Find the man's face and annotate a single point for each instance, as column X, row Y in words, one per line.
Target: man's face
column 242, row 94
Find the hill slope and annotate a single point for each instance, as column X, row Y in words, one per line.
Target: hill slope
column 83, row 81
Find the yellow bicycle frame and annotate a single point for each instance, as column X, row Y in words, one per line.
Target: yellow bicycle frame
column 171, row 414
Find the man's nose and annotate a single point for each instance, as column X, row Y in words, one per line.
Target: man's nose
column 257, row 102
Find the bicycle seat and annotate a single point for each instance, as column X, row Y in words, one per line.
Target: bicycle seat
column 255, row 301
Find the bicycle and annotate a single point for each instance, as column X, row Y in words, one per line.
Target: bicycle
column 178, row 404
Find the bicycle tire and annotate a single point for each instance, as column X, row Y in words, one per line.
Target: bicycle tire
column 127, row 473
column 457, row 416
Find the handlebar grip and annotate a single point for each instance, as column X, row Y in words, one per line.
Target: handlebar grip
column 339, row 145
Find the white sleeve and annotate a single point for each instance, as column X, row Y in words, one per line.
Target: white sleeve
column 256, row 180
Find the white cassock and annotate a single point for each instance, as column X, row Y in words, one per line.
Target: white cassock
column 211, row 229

* * * *

# Problem to solve
Repeat every line exactly, starting with the first line of the entries, and stop once the line containing "Find the yellow" has been given.

# Response to the task
Find the man's face and annotate a single point for each instance, as column X, row Y in words, one per line.
Target: man's face
column 242, row 94
Find the hill slope and annotate a single point for each instance, as column X, row Y in words, one per line.
Target: hill slope
column 83, row 81
Find the yellow bicycle frame and annotate a single point for each instance, as column X, row Y in words, one per line.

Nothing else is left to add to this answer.